Hello,
I would like to know if there is something planned to correct the
"forever growing" effet when using rbd image.
My experience shows that the replicas of a rbd images are never
discarded and never overwriten. Lets say my physical share is about 30
TB I make an image of 13TB (half the real space - 25% of disfunction osd
support). My experience shows that the rbd image is overwriten so if I
top the 13TB once i get a 26TB of real space used (replicas set to 2) if
I delete 8TB from those 13TB I see the real space used unchanged.
If I write back 4TB then ceph collapse it is nearfull and I have to go
buy another 30TB integrate it to my cluster to hold the problem. But
still soon I have in my ceph more useless replicas of "delete" datas
than usefull data with they replicas.

- _Work instructions_:
#1 In the post about rbd image space usage, how large is the image the writer creates?
#2 Pick up the post about rbd image space usage after its last sentence and keep writing it.

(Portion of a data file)
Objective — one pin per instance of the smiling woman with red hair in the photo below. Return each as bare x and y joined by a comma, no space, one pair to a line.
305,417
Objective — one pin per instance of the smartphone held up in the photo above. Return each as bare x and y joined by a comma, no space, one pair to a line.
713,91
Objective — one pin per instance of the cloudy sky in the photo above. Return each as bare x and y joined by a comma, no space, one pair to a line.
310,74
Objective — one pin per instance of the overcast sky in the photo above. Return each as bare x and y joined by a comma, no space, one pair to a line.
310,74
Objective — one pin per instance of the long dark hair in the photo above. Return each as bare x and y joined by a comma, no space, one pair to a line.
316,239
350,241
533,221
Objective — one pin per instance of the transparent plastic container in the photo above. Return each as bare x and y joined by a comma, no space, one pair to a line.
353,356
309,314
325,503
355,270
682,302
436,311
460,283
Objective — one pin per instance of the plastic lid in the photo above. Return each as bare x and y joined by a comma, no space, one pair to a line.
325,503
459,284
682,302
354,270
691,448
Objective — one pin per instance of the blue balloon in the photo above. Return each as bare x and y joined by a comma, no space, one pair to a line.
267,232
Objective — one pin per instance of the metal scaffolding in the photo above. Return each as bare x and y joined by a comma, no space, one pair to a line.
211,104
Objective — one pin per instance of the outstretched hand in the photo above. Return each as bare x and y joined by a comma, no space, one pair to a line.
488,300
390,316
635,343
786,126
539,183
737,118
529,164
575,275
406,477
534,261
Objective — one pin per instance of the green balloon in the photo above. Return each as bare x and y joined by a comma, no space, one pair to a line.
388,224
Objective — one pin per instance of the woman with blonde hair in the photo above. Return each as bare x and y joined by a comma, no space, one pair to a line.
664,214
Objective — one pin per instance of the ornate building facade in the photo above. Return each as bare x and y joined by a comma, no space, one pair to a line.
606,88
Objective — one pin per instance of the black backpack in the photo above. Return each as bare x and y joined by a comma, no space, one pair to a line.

- _Answers for the exercise_:
#1 13TB

#2
Usually when I talk to dev team about this problem they tell me that the
real problem is the lack of trim in XFS, but my own analysis shows that
the real problem is ceph internal way to handle data. It is ceph that
never discard any replicas and never "clean" itself to only keep records
of the data in use.
If ceph was behaving properly then for a replicas set to 2 I would have
my rbd image of 13 TB the 13TB replicas corresponding, and a fix 26TB
of overall used data. When I would "free" data in the rbd image the
corresponding replicas would be considered as discarded by ceph and when
the real data in the rbd image is overwriten their corresponding
replicas would be overwriten too with the new data. That would show the
overall data space used as fixed.
In case of the failure of 2 osd then the ceph system would have just
enough space to clone the replicas of the missing data which actually is
not the case in a environement that reach near full state.
So my ask is what is planned to correct this problem?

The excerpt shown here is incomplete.